Copy the data below, substituting "one point per item" for every occurrence of "one point per instance" and leaving everything else unchanged.

▬▬▬▬▬▬▬▬▬▬

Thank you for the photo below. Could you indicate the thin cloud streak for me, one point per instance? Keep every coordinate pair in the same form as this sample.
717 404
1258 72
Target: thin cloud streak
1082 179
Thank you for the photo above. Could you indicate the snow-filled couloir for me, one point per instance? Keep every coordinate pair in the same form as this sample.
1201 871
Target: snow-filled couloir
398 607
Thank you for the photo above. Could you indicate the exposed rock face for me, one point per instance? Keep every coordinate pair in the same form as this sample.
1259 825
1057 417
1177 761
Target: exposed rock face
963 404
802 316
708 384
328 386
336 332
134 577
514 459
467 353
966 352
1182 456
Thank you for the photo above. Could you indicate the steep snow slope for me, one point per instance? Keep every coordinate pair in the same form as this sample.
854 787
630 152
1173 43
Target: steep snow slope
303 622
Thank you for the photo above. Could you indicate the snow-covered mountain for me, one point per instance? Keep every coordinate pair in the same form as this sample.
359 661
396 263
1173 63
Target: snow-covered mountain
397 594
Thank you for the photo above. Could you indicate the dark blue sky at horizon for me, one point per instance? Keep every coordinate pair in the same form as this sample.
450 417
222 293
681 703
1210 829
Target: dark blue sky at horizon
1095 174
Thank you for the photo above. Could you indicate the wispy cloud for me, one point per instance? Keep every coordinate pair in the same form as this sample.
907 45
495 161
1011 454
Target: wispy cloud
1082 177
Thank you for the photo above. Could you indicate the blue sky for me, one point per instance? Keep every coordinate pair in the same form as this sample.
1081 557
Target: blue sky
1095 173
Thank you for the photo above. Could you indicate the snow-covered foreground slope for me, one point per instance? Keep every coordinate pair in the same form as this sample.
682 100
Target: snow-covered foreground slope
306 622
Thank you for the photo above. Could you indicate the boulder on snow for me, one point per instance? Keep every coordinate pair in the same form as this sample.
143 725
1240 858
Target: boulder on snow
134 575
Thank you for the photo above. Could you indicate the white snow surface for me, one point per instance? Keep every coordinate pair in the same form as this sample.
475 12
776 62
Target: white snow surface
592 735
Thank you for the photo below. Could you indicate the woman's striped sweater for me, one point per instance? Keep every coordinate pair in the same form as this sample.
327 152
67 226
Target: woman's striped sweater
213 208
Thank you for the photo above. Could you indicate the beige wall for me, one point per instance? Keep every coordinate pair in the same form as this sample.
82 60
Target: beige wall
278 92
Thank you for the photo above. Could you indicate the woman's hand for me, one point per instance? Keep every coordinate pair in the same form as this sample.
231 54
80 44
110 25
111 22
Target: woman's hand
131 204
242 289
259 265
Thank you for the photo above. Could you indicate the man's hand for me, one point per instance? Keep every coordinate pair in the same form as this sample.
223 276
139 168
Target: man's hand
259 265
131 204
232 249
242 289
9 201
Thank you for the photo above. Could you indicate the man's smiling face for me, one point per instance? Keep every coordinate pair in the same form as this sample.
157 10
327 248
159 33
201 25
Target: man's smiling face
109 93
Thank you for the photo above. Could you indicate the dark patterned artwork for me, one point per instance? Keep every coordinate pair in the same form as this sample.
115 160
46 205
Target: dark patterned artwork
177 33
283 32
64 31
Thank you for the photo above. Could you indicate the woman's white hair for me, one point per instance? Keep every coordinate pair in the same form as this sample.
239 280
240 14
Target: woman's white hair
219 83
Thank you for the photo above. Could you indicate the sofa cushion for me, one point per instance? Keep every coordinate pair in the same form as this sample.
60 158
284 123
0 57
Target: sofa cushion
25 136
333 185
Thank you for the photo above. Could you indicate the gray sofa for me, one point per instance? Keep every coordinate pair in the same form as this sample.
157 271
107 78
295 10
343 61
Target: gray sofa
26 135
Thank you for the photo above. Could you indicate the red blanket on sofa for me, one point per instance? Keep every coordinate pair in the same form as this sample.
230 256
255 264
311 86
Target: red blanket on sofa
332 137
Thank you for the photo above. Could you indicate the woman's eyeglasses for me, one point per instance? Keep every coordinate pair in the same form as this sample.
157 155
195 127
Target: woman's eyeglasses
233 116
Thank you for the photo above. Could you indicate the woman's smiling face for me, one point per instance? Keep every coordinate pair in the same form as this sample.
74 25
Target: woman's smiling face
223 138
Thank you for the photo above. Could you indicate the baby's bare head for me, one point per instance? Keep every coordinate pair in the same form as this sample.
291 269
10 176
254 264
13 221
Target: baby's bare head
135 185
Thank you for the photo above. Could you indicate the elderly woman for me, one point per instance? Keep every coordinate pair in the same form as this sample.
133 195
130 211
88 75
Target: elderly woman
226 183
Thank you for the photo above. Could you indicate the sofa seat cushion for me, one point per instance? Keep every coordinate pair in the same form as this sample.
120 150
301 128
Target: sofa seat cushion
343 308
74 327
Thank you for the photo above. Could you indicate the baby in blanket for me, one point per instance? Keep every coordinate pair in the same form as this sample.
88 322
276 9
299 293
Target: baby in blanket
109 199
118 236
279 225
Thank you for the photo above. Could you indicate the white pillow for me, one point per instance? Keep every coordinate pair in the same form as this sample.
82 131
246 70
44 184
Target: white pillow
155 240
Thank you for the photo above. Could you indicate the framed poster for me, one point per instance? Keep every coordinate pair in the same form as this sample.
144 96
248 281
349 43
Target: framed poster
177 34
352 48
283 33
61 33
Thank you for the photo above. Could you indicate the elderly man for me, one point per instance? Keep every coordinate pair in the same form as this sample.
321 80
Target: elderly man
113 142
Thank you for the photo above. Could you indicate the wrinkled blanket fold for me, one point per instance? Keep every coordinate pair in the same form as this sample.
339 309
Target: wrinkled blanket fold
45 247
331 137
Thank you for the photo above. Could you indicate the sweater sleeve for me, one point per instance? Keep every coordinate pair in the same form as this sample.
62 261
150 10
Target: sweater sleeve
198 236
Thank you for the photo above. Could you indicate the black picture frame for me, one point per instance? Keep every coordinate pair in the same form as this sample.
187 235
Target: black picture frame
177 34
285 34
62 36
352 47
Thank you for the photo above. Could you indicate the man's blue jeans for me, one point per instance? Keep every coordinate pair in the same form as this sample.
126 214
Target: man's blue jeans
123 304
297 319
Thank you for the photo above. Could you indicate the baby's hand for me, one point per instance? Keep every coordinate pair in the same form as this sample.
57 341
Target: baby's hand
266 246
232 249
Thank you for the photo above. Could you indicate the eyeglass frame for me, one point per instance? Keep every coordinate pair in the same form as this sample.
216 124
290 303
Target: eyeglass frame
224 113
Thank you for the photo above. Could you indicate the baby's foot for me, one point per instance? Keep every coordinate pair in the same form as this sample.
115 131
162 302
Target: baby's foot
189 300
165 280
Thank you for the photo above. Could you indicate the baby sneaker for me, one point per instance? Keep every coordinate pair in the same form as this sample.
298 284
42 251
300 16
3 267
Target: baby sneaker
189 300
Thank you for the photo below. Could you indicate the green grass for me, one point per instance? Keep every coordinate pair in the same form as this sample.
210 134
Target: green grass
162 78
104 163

▬▬▬▬▬▬▬▬▬▬

Output below -
Thank you for the photo below. Could you indicate the thin cloud streak for me, one point per item? Keep every coordinate pair in the same form as this sample.
717 404
1258 72
Target: thin cloud streak
1082 179
Thank you for the photo above. Could you indicate the snow-filled couloir for me, one point per item? Keep every coordinate pair in the same form as this sample.
1201 871
Target: snow-filled couloir
398 607
Thank you for the photo above. Could you indicate the exposed rock face for me, one point per item? Keep every coordinate pair in the same form as this sample.
1259 825
1057 417
1177 761
Target: exposed rock face
963 404
802 316
708 384
328 386
336 332
134 577
514 459
467 353
966 352
1182 456
Thank you for the photo above. Could you indicate the steep snow slope for me, one point per item? Keep every coordinate pair in the same form as this sample.
854 787
630 152
1173 43
Target: steep snow slope
303 622
Thank you for the photo above. Could you indicate the snow-covered mountain for me, one point per item? Keep every coordinate pair in the same form as this sample.
359 661
396 263
1173 63
Target: snow-covered mountain
397 594
Thank you for the photo above. Could you indicate the dark blue sky at horizon for me, one point per item? Keep every coordinate pair in the same form as this sample.
450 417
222 293
681 703
1210 829
Target: dark blue sky at horizon
1095 174
Thank you for the photo above. Could you indicate the wispy cloud for me, one point per item? Keep every coordinate pair in the same form as this sample.
907 45
495 161
1011 454
Target: wispy cloud
1082 177
Thank you for the photo above. Could you indicate the blue sky for me, one point per item? Keep every coordinate pair in the same form as this sample.
1081 557
Target: blue sky
1095 173
Thank you for the photo above. Could you indicate the snow-covered foreground slope for me, one point per item? Keep every coordinate pair in the same form as this sample.
682 100
Target: snow-covered foreground slope
306 622
Thank you for the photo above. Could you indicate the boulder on snow for me, one point per item? Keep every coordinate pair in the same form as this sample.
143 725
1240 858
Target: boulder on snow
134 575
Thank you for the photo above. Could you indicate the white snow surface for me, one point per item? Keep every coordinate pair in the same form as this sample.
475 12
776 62
Target: white snow surface
592 735
Thank you for the photo below. Could you indicate the woman's striped sweater for me, one point per item? Keep every coordinate pair in the same form as this sample.
327 152
67 226
Target: woman's striped sweater
213 208
Thank you for the photo above. Could you indicate the beige wall for me, one point per item? Keep every coordinate pair in the same form as this sample.
82 60
Target: beige wall
278 92
Thank you for the photo above. Could you indicate the woman's hand for me, one point per item? Keep every coordinate pair in the same form as this sample.
231 54
80 44
110 25
111 22
Target: woman's hand
131 204
242 289
259 265
Thank you for the photo above. Could you indicate the man's hand for me, one point per item? Keep every coordinate pair in the same form as this sample.
223 276
139 168
Target: man's hand
259 265
131 204
232 249
242 289
9 201
Thank you for the photo above. Could you indicate the man's smiling face for me, one point per item? Keep every coordinate pair in the same form as this sample.
157 10
327 248
159 33
201 25
Target: man's smiling face
109 93
Thank you for the photo above. Could you indicate the dark patterned artwork for me, one point per item? Keep every coordinate pair in the same form as this sample.
115 160
46 205
Target: dark patterned artwork
177 33
283 32
64 31
Thank you for the photo above. Could you indicate the woman's white hair for me, one point per item? Keep every coordinate pair in the same form as this sample.
239 280
240 14
Target: woman's white hair
219 83
Thank you for the photo above. Could you indicate the sofa cushion for me, one point per item? Keep every coordinate pair in the same form as this sample.
60 158
284 123
0 57
Target: sofa cushion
25 136
333 185
Thank you for the photo above. Could you indicate the gray sofa for me, one point per item? Keep every coordinate pair in the same form as this sample.
157 271
107 78
295 10
343 61
Target: gray sofa
26 135
Thank you for the photo above. Could you indicate the red blanket on sofa for me, one point per item? Keep every coordinate pair in the same form as this sample.
230 256
255 264
311 86
Target: red blanket on sofa
332 137
Thank you for the photo above. Could you indicate the woman's eyeglasses for me, one point per item? Keep every coordinate pair in the same form as this sample.
157 155
195 127
Target: woman's eyeglasses
233 116
Thank you for the photo above. Could you indicate the woman's smiling face for me, one point per item? Keep every coordinate pair in the same form as this sample.
74 25
Target: woman's smiling face
223 138
Thank you for the photo above. Could you indicate the baby's bare head for me, one point per item? Keep every coordinate pair in the same form as this sample.
291 269
10 176
254 264
13 221
Target: baby's bare head
135 185
Thank you for the photo above. Could you indicate the elderly woman for me, one point per item? Keep every coordinate pair in the same form as this sample.
133 195
130 211
88 75
Target: elderly woman
226 183
Thank you for the photo above. Could you indicate the sofa seat cushion for me, one point per item? Keep every coordinate pair in the same form as this sample.
120 150
301 128
Target: sofa seat cushion
343 308
74 327
Thank you for the photo above. Could you indicate the baby in blanket for me, one point per item? Keep every coordinate pair in the same form as this sample.
88 322
276 9
299 293
Target: baby in blanket
109 199
118 236
279 225
Thank you for the photo above. Could you indicate the white pillow for me, one point per item? Keep every coordinate pair in the same form as this sample.
82 131
246 70
44 184
Target: white pillow
155 240
Thank you for the photo above. Could you indicate the framed poster for me, one point per item? Keep every coordinate pair in the same form as this sample.
144 96
248 281
349 43
Target: framed poster
177 34
352 48
283 33
61 33
Thank you for the photo above. Could you indicate the elderly man for me, one point per item? Keep every coordinate pair in the same form as this sample.
321 80
Target: elderly man
113 142
Thank you for the photo above. Could you indicate the wrinkled blanket fold for me, one point per item? Keep every coordinate pair in the same form as this sample.
339 309
Target: wrinkled blanket fold
45 247
331 137
Thank you for the photo above. Could you indicate the sweater sleeve for me, one point per item? Keep every coordinate pair in the same form as this sample.
62 261
150 10
Target: sweater sleeve
198 236
Thank you for the photo above. Could you indicate the black picture frame for me, one point per item? Keep every coordinate pair in the same form as this sample.
187 235
Target: black picture frame
177 34
285 34
62 36
352 47
Thank you for the photo above. Could you indicate the man's blue jeans for me, one point per item? Keep every coordinate pair in the same form as this sample.
126 214
Target: man's blue jeans
123 304
297 319
Thank you for the photo above. Could you indicate the baby's hand for me, one point per item? Keep every coordinate pair in the same form as this sample.
57 341
Target: baby's hand
266 246
232 249
Thank you for the photo above. Could you indicate the eyeglass frame for me, one point per item? Keep every coordinate pair in the same form as this sample.
216 124
290 303
Target: eyeglass frame
224 113
Thank you for the photo above. Could you indicate the baby's foot for me, one point per item? Keep every coordinate pair in the same form as this sample.
115 131
162 302
Target: baby's foot
189 300
165 280
Thank you for the photo above. Could you indicate the baby sneaker for me, one point per item? Keep every coordinate pair in the same form as this sample.
298 284
42 251
300 16
3 267
Target: baby sneaker
189 300
Thank you for the photo below. Could you indicate the green grass for me, one point per item? Keep every coordinate pair in the same form as this sample.
210 134
Target: green grass
162 78
104 163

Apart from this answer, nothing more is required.